# [Given request]
Copy the rows below, from the line containing "Study the picture above. For each instance of the work" through the last row, both ends included, with the requests unchanged. Scale every point coordinate in the answers by 0.2 and round to whole numbers, with halves rounding up.

══ Available records

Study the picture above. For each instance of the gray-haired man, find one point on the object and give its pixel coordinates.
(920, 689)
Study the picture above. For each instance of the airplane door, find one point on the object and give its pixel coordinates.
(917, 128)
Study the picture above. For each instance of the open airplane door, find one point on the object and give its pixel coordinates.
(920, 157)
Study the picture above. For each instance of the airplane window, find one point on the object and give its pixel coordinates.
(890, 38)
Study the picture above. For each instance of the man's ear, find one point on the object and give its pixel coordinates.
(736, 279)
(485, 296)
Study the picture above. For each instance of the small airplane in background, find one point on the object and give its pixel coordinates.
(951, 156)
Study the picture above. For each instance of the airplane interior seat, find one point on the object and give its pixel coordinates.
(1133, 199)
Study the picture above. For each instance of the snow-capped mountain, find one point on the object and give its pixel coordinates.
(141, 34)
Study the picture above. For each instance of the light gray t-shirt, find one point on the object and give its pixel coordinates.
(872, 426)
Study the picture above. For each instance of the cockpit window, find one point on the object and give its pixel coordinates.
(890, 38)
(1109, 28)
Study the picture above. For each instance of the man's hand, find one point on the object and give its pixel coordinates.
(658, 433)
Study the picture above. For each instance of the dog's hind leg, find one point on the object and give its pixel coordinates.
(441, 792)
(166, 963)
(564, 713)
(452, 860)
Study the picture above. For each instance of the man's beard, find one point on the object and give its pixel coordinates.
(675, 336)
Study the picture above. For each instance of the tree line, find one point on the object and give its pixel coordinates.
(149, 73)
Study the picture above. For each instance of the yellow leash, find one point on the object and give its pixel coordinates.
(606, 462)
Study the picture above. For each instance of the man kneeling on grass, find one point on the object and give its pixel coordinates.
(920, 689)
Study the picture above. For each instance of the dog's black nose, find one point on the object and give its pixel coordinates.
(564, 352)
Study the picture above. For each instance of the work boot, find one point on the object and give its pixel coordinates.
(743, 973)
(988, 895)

════

# [Solution]
Study the picture above. For each instance of the work boot, find one point on the object and give its pixel coordinates.
(149, 195)
(198, 179)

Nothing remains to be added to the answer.